Traveler With Measles: Latest Confirmed Case Reported in Florida
A n adult international traveler who attended a conference in Kissimmee before being hospitalized in Miami was confirmed to have had measles by the Department of Health in Florida yesterday.
The unidentified person stayed at the Gaylord Palms Resort and Convention Center from March 16 through March 17, 2015 and spent most of the time in Osceola County but also visited Miami-Dade, Orange and Sarasota counties between March 14 and 20 while infectious, according to this article written by Naseem S. Miller of the Orlando Sentinel.
This is reportedly the fifth case of measles reported in the state of Florida in 2015.
“Measles are making a comeback in the United States,” said the nurse who administered my vaccinations for yellow fever and tetanus, diphtheria and pertussis on Monday, January 26, 2015.
From January 1 to March 20, 2015, 178 people from 17 states and the District of Columbia were reported to have measles — 120 of them alone from the state of California mainly due to an outbreak of measles at Disneyland, according to the official Internet web site of the Centers for Disease Control and Prevention.
At the current rate, 2015 will surpass the 644 cases of measles reported in the United States for all of 2014 by at least 75 — including a confirmed case of measles infection in a traveler who was at Seattle-Tacoma International Airport in September of 2014.

# GIVEN DATA:

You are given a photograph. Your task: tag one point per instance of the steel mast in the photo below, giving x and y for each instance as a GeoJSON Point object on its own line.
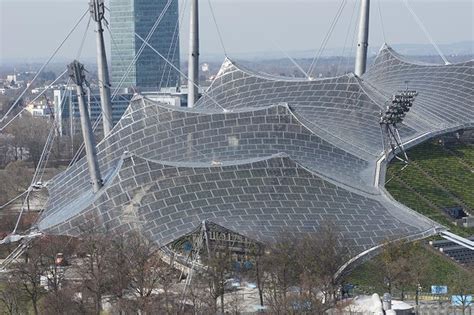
{"type": "Point", "coordinates": [193, 61]}
{"type": "Point", "coordinates": [363, 38]}
{"type": "Point", "coordinates": [76, 73]}
{"type": "Point", "coordinates": [97, 9]}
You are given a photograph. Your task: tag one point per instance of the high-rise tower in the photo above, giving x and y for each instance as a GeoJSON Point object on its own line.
{"type": "Point", "coordinates": [149, 72]}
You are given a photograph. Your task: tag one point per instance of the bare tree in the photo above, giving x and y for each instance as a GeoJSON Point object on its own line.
{"type": "Point", "coordinates": [28, 275]}
{"type": "Point", "coordinates": [12, 300]}
{"type": "Point", "coordinates": [94, 269]}
{"type": "Point", "coordinates": [300, 272]}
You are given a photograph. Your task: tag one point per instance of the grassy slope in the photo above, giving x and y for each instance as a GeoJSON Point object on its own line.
{"type": "Point", "coordinates": [455, 176]}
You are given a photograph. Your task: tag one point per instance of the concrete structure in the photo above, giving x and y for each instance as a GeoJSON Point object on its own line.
{"type": "Point", "coordinates": [149, 72]}
{"type": "Point", "coordinates": [286, 155]}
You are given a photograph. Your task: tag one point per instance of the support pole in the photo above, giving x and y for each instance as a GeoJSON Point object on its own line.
{"type": "Point", "coordinates": [97, 9]}
{"type": "Point", "coordinates": [193, 66]}
{"type": "Point", "coordinates": [76, 72]}
{"type": "Point", "coordinates": [363, 38]}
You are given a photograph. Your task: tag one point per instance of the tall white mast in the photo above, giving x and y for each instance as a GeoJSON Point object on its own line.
{"type": "Point", "coordinates": [97, 9]}
{"type": "Point", "coordinates": [363, 38]}
{"type": "Point", "coordinates": [76, 73]}
{"type": "Point", "coordinates": [193, 66]}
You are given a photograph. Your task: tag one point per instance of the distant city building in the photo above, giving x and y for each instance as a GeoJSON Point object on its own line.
{"type": "Point", "coordinates": [150, 72]}
{"type": "Point", "coordinates": [11, 78]}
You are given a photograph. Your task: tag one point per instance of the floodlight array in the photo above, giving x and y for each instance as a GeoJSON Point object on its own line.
{"type": "Point", "coordinates": [399, 107]}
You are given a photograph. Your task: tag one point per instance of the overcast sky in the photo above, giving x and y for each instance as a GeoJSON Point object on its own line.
{"type": "Point", "coordinates": [34, 28]}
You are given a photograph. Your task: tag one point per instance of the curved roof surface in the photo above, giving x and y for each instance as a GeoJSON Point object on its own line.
{"type": "Point", "coordinates": [260, 155]}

# WHAT TO PRODUCE:
Quote the measles article word for word, starting with "Traveler With Measles: Latest" and going on through "Florida in 2015.".

# ANSWER SPACE:
Traveler With Measles: Latest Confirmed Case Reported in Florida
A n adult international traveler who attended a conference in Kissimmee before being hospitalized in Miami was confirmed to have had measles by the Department of Health in Florida yesterday.
The unidentified person stayed at the Gaylord Palms Resort and Convention Center from March 16 through March 17, 2015 and spent most of the time in Osceola County but also visited Miami-Dade, Orange and Sarasota counties between March 14 and 20 while infectious, according to this article written by Naseem S. Miller of the Orlando Sentinel.
This is reportedly the fifth case of measles reported in the state of Florida in 2015.